── TEXT
For example, a spare room in your home can be claimed as a business office and deducted from your taxes. However, you cannot claim a living room or bedroom because those areas are used for personal purposes. There are a few exceptions, such as individuals using their home as a daycare or businesses storing inventory in the home.

You must also be an independent contractor or registered business owner to take the home office deduction. Anyone working from home as a business employee is not eligible for the deduction. The IRS rules about this deduction can be confusing. If you have questions, our small business accounting services can help to address your concerns.

Will These Deductions Cause an Audit?

Some people worry whether taking the home office deduction will cause the IRS to audit their returns. Yes, the IRS does have strict rules, but you will not get an automatic audit with these deductions. There are ways to reduce your chances of an audit.

First, you will want to ensure you qualify for all those deductions. Maintain accurate records of your purchases and expenses. You will want to keep those personal and business expenses separate. The IRS has a system that can detect any red flags. For example, the system will compare your situation with others in your industry. Making higher claims than the average person in the industry could signal a problem with the IRS. Remember that IRS audits are rare, but you should always be prepared with the proper paperwork and documentation for your deductions.

Tax Deduction for a Home-Based Business

Those home office-related deductions are based on the percentage of space that you use for the business. You will need to divide your office’s square footage by your home’s total square footage. With that number, you can deduct the right percentage of each home expense. Sometimes, you can deduct your office’s homeowner’s insurance and association fees, mortgage insurance, and cleaning service. Utilities can also be deducted from your business taxes, including electricity, water, phone, and internet.

If you make upgrades or repairs to the space, then you can write those expenses off. However, the amount of the write-offs will depend on whether the repairs benefitted your office or the entire home. While you may want to deduct every expense for your home office, you really need to hire a professional to look over your business taxes.

Over the years, the IRS has been cracking down on fraudulent deductions. You want to make sure that these deductions are appropriate for your situation.

Other Business Expenses

What else can you deduct from your taxes? There are plenty of standard deductions for other business expenses. For something to be qualified as deductible, that expense must be considered “ordinary and necessary.” What does that mean? The expense must be common and also helpful for your industry. For example, you cannot take a lavish vacation and deduct the expenses, claiming it was a necessary part of your business.

There are some common business expenses for your taxes.

If your business manufactures products or purchases items for resale, then you can deduct the cost of goods sold. You may write off direct labor costs, factory overhead, storage fees, and the cost of the raw products on your taxes.

Capital expenses are the costs that are required to operate your business. There are three types of capital expenses: business assets, improvements, and startup costs.

You may deduct certain car expenses if you use the vehicle as a part of the business. Like the home office write-off, you can deduct a certain percentage of the car’s usage. For example, business owners can calculate the miles driven for business purposes to receive a deduction.

You might be able to deduct rental expenses if you do not own the business property. In some situations, the interest could be deducted if an owner borrowed money for the business. You can also deduct state, local, federal, and foreign taxes from your taxes.

Travel expenses are also eligible, but you can only claim them if you reimburse those costs under an accountable plan. Once again, travel expenses must be related to the business and not for personal use.

Any supplies or materials are deductible from your taxes. Plus, professional services are also considered a business expense. You can write off those fees from a lawyer, bookkeeper, or an accounting firm.
────
── RECORD EXTRACTS
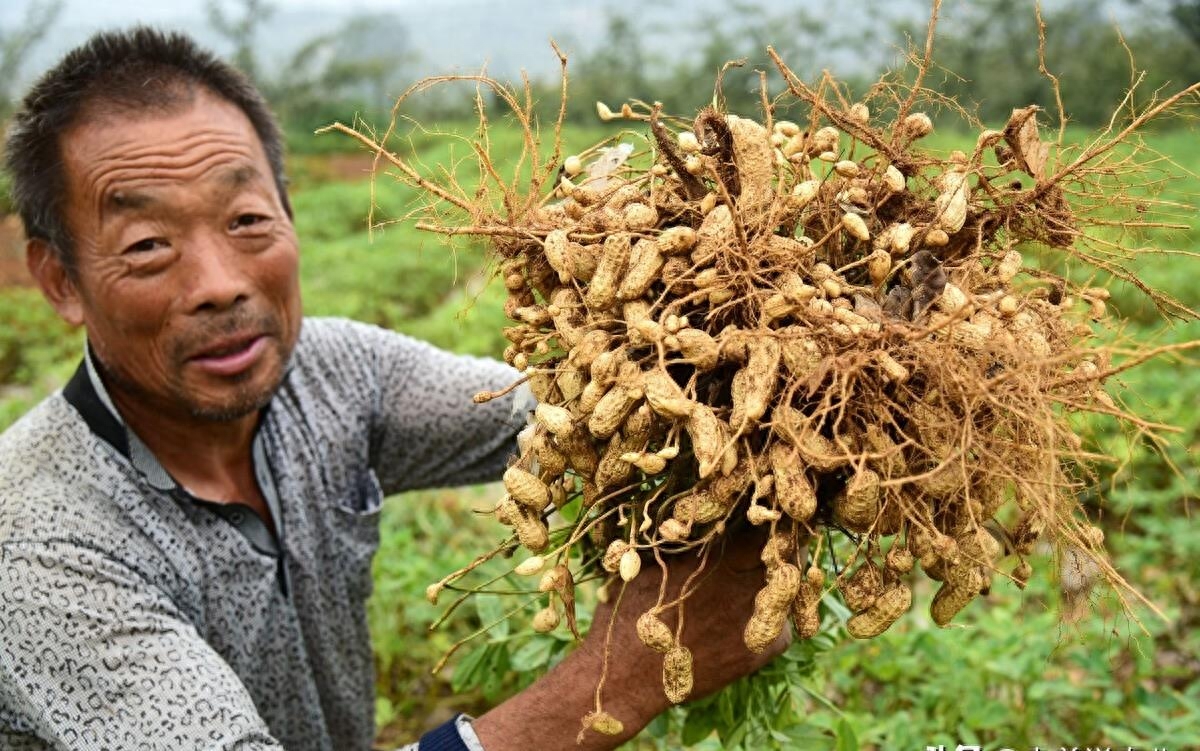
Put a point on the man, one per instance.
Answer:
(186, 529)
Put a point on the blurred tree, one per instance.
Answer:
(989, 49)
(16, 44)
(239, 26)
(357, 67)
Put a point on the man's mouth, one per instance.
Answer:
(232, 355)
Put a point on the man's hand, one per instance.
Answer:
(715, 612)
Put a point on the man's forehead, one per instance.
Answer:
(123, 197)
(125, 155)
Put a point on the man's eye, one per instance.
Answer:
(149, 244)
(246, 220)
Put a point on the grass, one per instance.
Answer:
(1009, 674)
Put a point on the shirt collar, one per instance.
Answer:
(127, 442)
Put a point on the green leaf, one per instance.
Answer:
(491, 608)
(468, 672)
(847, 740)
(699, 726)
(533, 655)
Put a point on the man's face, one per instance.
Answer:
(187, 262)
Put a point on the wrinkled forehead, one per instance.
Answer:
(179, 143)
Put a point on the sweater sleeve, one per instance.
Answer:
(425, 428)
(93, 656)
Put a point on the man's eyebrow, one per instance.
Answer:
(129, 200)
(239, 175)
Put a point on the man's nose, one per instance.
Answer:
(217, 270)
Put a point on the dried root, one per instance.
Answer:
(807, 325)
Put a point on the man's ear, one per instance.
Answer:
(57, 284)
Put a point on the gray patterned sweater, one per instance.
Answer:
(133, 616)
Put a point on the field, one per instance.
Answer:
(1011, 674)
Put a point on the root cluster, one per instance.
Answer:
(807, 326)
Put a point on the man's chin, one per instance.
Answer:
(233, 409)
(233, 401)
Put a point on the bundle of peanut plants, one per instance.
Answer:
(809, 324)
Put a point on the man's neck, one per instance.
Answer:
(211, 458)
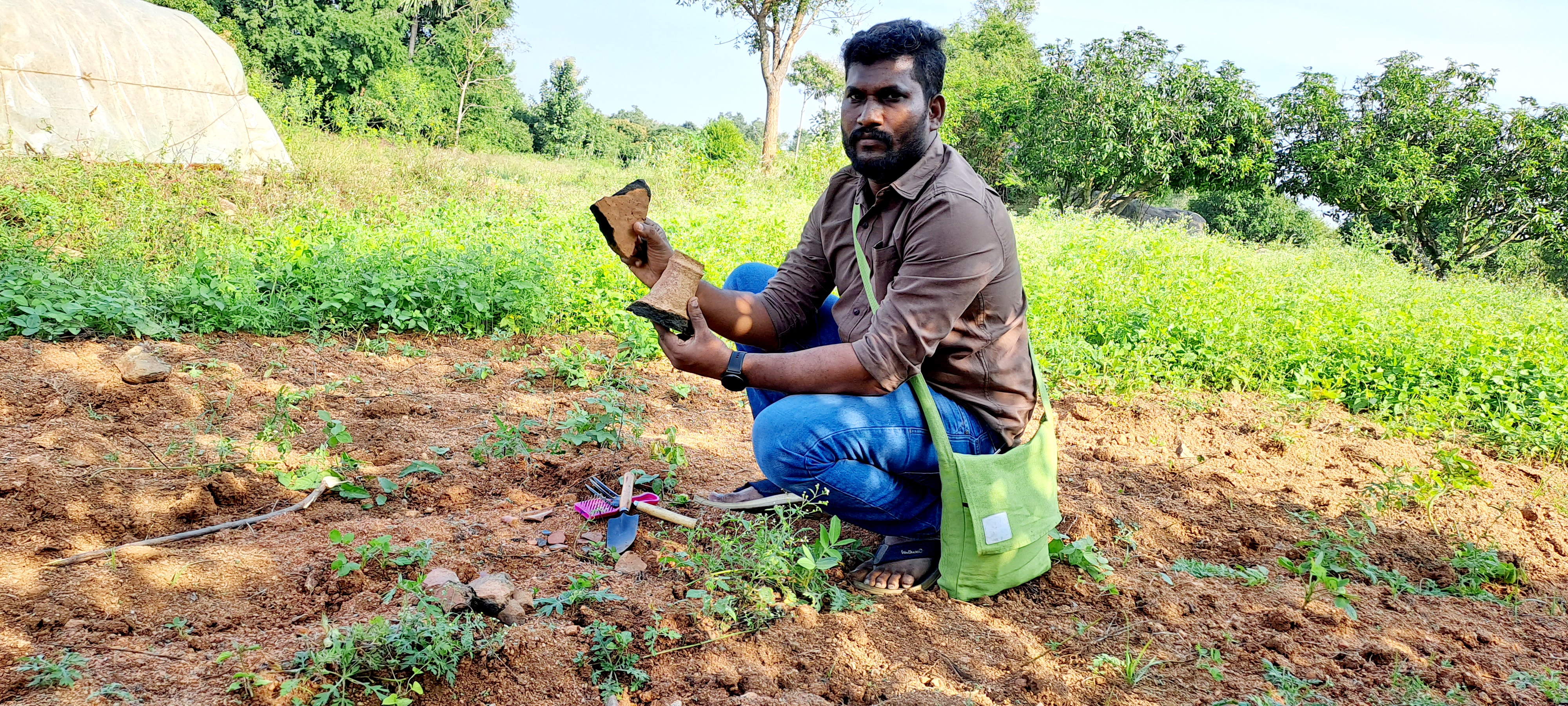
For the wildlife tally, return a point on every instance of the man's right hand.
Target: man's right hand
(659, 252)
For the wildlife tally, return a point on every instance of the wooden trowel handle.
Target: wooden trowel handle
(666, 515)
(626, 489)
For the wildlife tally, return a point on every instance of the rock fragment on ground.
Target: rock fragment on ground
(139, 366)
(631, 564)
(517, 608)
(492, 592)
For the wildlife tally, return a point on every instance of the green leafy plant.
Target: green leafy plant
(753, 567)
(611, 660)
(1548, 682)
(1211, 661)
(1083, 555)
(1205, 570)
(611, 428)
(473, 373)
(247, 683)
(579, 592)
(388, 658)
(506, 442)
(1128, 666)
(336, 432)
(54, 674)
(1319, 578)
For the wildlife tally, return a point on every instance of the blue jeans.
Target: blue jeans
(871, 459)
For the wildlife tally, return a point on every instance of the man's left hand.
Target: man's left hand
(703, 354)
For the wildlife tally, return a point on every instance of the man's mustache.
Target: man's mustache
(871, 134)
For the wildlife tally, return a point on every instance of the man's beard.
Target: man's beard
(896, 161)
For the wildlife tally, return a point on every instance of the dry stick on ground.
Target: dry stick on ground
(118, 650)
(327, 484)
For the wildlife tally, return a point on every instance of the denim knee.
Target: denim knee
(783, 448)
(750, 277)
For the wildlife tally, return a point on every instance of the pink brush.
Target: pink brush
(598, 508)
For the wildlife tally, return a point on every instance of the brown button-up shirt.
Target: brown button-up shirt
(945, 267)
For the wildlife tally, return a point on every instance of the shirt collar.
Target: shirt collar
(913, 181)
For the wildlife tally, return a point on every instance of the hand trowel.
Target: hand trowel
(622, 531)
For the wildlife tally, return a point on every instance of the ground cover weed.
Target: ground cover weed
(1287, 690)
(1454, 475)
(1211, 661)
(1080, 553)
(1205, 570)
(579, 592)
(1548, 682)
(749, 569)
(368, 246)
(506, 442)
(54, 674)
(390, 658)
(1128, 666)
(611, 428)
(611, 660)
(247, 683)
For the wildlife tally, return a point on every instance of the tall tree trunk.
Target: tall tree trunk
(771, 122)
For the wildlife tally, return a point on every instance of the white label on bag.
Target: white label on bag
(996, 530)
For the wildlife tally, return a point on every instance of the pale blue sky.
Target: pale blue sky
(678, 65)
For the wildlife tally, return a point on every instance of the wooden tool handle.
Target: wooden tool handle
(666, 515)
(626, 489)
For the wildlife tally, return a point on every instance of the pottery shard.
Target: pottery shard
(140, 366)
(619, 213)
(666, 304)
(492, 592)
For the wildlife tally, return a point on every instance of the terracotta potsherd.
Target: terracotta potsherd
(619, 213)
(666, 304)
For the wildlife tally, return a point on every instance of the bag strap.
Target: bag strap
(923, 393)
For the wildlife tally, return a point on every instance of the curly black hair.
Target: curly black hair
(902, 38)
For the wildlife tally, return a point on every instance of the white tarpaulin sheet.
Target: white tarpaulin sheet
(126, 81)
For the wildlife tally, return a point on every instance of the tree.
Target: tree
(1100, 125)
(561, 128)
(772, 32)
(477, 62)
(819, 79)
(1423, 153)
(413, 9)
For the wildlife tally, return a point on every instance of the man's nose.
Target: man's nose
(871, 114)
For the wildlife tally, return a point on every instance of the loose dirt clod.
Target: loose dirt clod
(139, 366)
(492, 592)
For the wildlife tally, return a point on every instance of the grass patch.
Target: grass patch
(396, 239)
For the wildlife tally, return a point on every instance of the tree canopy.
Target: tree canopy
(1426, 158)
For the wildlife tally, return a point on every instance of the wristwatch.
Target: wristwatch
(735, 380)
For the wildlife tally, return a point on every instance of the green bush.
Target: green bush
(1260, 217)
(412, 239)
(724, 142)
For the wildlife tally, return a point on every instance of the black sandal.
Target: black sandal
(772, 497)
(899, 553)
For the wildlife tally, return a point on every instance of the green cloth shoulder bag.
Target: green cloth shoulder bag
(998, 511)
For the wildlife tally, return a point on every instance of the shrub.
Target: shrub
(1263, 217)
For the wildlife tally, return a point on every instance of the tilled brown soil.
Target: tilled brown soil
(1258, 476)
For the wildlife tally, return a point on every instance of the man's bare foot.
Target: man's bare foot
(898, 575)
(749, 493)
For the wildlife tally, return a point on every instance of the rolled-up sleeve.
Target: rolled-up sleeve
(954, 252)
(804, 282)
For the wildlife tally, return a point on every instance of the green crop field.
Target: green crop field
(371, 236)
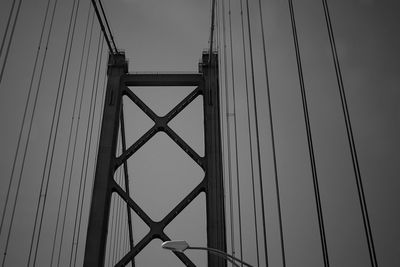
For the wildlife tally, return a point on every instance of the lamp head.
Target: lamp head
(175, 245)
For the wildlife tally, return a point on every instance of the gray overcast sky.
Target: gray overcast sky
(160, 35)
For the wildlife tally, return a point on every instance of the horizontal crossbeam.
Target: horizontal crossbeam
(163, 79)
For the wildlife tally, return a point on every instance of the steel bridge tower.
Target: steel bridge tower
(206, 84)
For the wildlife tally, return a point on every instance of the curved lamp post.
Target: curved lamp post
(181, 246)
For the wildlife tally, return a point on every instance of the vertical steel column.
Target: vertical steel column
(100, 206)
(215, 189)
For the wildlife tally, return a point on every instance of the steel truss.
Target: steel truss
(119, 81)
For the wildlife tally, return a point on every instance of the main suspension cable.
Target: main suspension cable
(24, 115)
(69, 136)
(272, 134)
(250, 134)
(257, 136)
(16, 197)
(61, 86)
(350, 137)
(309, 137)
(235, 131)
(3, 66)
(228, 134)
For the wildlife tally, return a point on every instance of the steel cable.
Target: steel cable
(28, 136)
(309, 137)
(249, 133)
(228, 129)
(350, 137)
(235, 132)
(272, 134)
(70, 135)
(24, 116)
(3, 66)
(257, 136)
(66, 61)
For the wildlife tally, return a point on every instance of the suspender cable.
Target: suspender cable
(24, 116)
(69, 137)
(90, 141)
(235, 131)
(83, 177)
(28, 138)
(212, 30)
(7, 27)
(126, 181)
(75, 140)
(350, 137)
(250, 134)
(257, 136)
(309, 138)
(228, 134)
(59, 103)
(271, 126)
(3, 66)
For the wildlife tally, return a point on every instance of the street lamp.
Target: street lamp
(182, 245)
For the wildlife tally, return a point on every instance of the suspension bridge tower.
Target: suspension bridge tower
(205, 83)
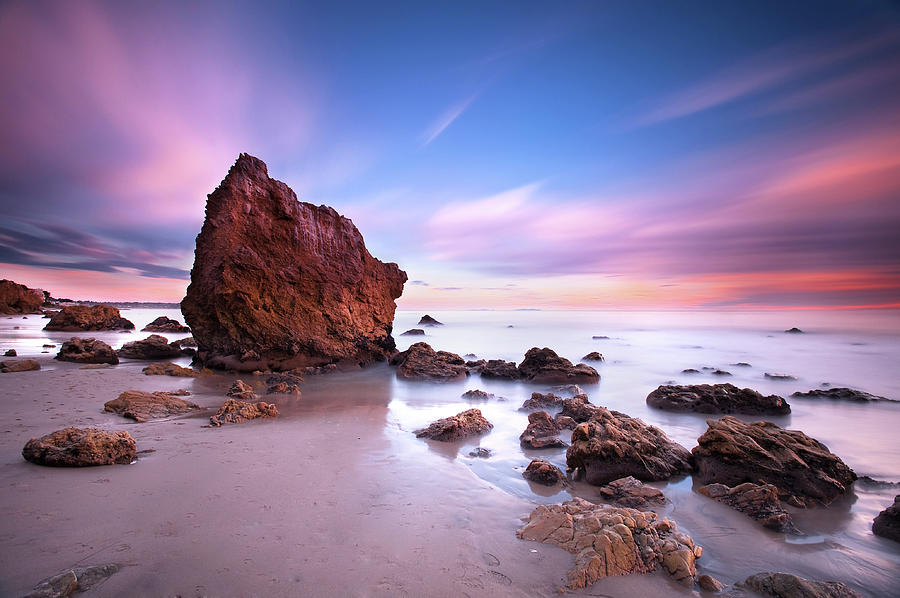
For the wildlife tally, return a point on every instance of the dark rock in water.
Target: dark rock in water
────
### TASKS TO CARRY OUT
(1) Extract the stretch from "If your business" through "and startup costs." in the text on business tax deductions.
(2) According to the text on business tax deductions, why can't a living room or bedroom be claimed as a home office?
You can leave the lines aside; they play no part here.

### REPLIES
(1)
If your business manufactures products or purchases items for resale, then you can deduct the cost of goods sold. You may write off direct labor costs, factory overhead, storage fees, and the cost of the raw products on your taxes.

Capital expenses are the costs that are required to operate your business. There are three types of capital expenses: business assets, improvements, and startup costs.

(2) A living room or bedroom can't be claimed because those areas are used for personal purposes. A spare room used as a business office can be deducted.